Page
<<<<

SCOTT JAGOW: The price of oil climbed about 30 cents today to $61 a barrel, but it’s fallen $4 in the last two days and it’s down $16 from where it was two months ago. I’m sure you’ve noticed at the gas station. Quite a few reasons for the drop, but the main thing is: No news is good news. Chris Farrell is our economics correspondent.

CHRIS FARRELL: I mean one way of looking at the oil market is that if you simply focus on the fundamentals, supply and demand, James Paulson he’s an economist and he’s of Wells Capital Management, he estimates that on a supply-demand basis the price of oil should be around $50 a barrel. There’s a $15 geopolitical risk premium in the oil market. And since we haven’t had a lot of terribly bad news, so we’re seeing the risk premium disappear, and that is showing up in lower oil prices and lower gasoline prices.

JAGOW: So how far down do you think oil prices will go?

FARRELL: Well Paulson puts it at $50. I think there’s a caveat we have to throw out there and that is: What will OPEC do? Because OPEC has increased power in the oil market today. OPEC seems to be saying we’re going to fight a price decline below $60 a barrel. They probably won’t be able to hold it necessarily at $60 a barrel but I would expect that’s where the struggle really will be and what we’ll see is a battle around the $60 a barrel mark, sometimes going below, sometimes going above, but on the fundamentals very, very hard to create a case that says below $50 a barrel.

JAGOW: It looks like the housing market might start battering the economy overall. How does lower oil prices affect the economy overall?

>>>>

Data shown
<<<<

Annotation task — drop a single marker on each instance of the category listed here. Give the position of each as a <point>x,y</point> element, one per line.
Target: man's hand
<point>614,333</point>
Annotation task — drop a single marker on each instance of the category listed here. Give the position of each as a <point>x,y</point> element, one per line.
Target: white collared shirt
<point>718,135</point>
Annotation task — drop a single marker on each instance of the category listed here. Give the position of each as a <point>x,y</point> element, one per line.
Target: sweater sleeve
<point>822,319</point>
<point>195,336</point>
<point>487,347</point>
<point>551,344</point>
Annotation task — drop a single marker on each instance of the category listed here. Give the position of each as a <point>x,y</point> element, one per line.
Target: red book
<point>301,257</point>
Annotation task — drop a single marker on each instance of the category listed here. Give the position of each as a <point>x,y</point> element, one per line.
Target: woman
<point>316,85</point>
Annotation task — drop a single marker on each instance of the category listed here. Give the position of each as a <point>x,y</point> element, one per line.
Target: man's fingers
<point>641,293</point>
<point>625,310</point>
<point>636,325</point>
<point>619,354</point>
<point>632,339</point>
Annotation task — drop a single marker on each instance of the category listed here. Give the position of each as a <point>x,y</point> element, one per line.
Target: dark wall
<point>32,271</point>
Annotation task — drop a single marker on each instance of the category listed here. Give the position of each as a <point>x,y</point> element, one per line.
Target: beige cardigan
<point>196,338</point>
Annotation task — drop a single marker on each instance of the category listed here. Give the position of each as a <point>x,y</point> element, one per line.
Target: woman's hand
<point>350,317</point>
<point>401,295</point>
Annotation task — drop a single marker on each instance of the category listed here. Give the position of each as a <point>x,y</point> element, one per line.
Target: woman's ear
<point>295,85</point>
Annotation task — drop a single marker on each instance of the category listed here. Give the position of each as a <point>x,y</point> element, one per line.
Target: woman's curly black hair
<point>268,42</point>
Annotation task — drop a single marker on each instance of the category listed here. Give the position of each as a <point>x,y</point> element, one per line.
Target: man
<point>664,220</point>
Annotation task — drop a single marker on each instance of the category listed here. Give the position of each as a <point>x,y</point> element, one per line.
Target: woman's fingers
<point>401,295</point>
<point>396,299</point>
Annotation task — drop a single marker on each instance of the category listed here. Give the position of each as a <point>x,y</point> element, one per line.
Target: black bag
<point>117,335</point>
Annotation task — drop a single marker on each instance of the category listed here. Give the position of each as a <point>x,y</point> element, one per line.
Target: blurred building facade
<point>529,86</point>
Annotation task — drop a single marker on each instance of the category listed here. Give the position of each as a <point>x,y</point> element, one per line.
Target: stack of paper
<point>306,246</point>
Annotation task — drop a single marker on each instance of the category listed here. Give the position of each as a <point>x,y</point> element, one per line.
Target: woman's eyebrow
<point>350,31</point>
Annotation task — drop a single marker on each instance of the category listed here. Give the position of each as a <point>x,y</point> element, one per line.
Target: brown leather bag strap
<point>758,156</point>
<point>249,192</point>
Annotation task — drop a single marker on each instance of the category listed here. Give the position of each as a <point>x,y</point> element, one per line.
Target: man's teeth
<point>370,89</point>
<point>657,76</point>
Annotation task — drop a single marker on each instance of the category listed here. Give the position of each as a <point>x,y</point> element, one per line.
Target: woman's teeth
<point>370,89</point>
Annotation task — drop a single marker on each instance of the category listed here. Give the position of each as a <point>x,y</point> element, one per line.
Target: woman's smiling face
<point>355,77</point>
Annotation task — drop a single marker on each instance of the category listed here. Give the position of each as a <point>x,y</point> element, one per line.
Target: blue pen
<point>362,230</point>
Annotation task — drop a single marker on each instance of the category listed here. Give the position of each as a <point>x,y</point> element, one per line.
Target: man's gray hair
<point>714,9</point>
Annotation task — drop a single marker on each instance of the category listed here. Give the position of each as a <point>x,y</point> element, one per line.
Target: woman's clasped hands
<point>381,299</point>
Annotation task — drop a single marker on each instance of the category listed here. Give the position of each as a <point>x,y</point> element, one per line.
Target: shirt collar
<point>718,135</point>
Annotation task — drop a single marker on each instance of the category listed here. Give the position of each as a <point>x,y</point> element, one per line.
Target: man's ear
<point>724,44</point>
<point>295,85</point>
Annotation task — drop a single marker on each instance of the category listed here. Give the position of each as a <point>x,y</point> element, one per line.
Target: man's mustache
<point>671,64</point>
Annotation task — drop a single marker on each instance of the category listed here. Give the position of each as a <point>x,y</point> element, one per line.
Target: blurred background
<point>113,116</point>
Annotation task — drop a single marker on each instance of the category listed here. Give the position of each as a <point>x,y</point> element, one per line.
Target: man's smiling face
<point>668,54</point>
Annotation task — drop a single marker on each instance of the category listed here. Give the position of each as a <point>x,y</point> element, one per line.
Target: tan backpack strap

>>>>

What is needed
Answer these questions using the oil-price transcript.
(a) By how much has the price of oil fallen from where it was two months ago?
(b) How large is the geopolitical risk premium said to be in the oil market?
(c) Below what price per barrel does OPEC seem to say it will fight a decline?

Complete response
(a) $16
(b) $15
(c) $60 a barrel